[Stored items from a collection]
»»
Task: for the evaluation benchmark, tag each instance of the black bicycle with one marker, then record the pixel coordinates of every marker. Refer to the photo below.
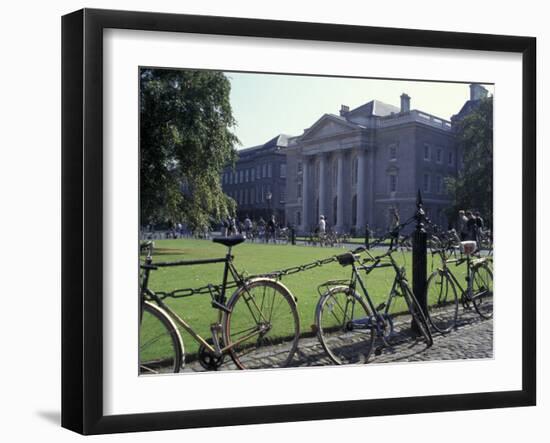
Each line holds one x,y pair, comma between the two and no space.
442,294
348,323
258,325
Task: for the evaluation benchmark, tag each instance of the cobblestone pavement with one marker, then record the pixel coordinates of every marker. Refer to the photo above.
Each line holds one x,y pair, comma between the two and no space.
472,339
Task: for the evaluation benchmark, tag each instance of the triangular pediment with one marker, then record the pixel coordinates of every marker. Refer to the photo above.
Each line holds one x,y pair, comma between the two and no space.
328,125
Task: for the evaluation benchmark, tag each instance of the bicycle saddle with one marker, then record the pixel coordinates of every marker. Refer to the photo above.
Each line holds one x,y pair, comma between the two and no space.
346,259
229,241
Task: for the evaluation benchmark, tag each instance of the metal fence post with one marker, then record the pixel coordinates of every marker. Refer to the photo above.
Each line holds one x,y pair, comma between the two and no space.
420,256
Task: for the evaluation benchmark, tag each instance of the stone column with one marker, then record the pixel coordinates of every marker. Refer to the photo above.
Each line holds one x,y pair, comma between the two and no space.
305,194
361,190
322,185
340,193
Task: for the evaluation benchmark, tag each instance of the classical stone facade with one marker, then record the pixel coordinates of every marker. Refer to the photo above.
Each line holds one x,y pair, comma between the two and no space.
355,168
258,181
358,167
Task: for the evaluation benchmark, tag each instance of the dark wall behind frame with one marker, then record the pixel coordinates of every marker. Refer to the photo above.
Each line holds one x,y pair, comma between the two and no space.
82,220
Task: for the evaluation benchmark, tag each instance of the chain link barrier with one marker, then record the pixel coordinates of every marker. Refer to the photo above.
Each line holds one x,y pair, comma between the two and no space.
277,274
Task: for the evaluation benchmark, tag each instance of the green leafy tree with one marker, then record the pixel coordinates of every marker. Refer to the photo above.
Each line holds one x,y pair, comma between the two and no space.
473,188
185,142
««
»»
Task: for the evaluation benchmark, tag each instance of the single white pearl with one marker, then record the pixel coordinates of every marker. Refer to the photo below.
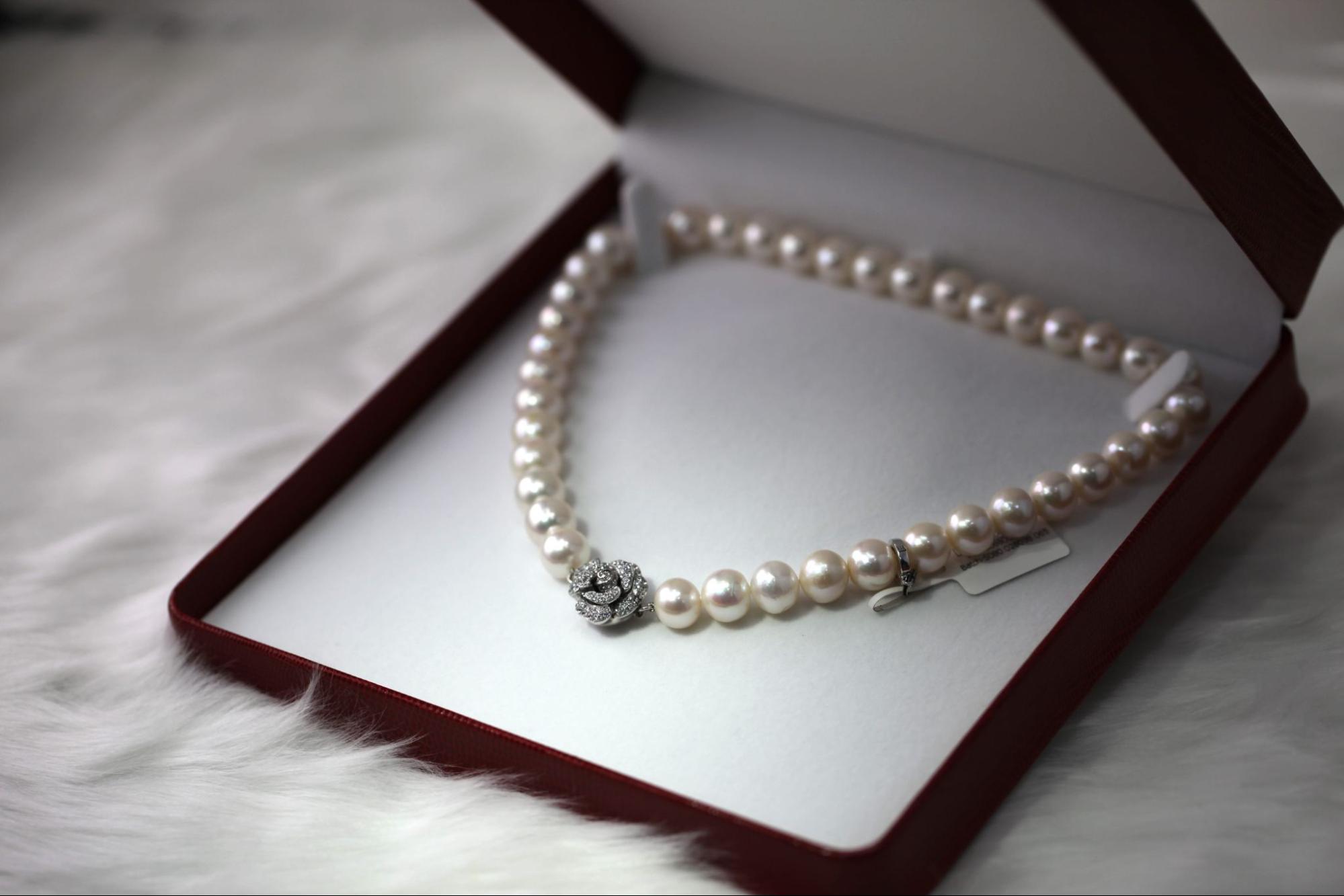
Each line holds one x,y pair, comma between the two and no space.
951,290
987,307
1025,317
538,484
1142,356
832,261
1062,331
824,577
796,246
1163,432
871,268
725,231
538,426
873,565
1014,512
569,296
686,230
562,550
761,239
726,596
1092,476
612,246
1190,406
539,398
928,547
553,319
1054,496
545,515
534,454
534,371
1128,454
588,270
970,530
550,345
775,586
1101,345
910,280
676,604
««
»»
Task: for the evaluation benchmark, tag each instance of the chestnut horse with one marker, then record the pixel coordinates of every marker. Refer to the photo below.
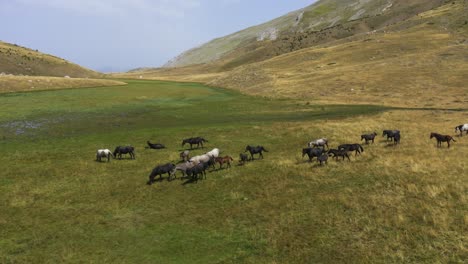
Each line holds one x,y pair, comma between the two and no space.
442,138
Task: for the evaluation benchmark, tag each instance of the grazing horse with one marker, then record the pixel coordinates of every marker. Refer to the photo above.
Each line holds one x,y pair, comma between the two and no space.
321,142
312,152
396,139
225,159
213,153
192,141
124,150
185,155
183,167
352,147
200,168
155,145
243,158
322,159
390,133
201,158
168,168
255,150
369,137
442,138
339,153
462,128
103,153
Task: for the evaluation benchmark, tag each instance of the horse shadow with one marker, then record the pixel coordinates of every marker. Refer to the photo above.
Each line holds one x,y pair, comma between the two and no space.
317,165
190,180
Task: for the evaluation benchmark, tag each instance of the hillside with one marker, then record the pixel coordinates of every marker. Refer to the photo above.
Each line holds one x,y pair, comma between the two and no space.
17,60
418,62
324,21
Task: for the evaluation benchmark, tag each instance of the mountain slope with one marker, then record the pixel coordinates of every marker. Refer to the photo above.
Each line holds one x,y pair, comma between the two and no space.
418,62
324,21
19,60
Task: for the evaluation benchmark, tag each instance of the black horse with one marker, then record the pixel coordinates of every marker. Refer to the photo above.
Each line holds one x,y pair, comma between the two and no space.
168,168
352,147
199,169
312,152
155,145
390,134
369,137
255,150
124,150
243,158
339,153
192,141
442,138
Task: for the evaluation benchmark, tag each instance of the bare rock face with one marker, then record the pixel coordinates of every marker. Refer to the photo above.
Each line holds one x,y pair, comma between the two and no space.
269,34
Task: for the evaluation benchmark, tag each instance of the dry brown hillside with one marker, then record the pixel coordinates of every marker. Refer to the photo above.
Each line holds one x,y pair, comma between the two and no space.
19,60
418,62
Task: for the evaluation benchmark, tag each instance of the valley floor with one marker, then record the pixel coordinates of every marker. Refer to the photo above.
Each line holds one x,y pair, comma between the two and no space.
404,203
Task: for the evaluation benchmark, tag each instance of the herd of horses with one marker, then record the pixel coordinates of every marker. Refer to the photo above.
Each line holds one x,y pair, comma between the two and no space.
««
Pick out each line of the data above that contains the word "hillside" and copy those lines unchanged.

Task: for the evaluation benchmark, tag each instance of the hillside with one marker, then record the pixel coordinates of every marker. Refer to the photo above.
Task: for the evaluation benchmark, tag each instance of the dry brown hillside with one marker, then record the pixel coordinates of every marker. Refer to the photo above.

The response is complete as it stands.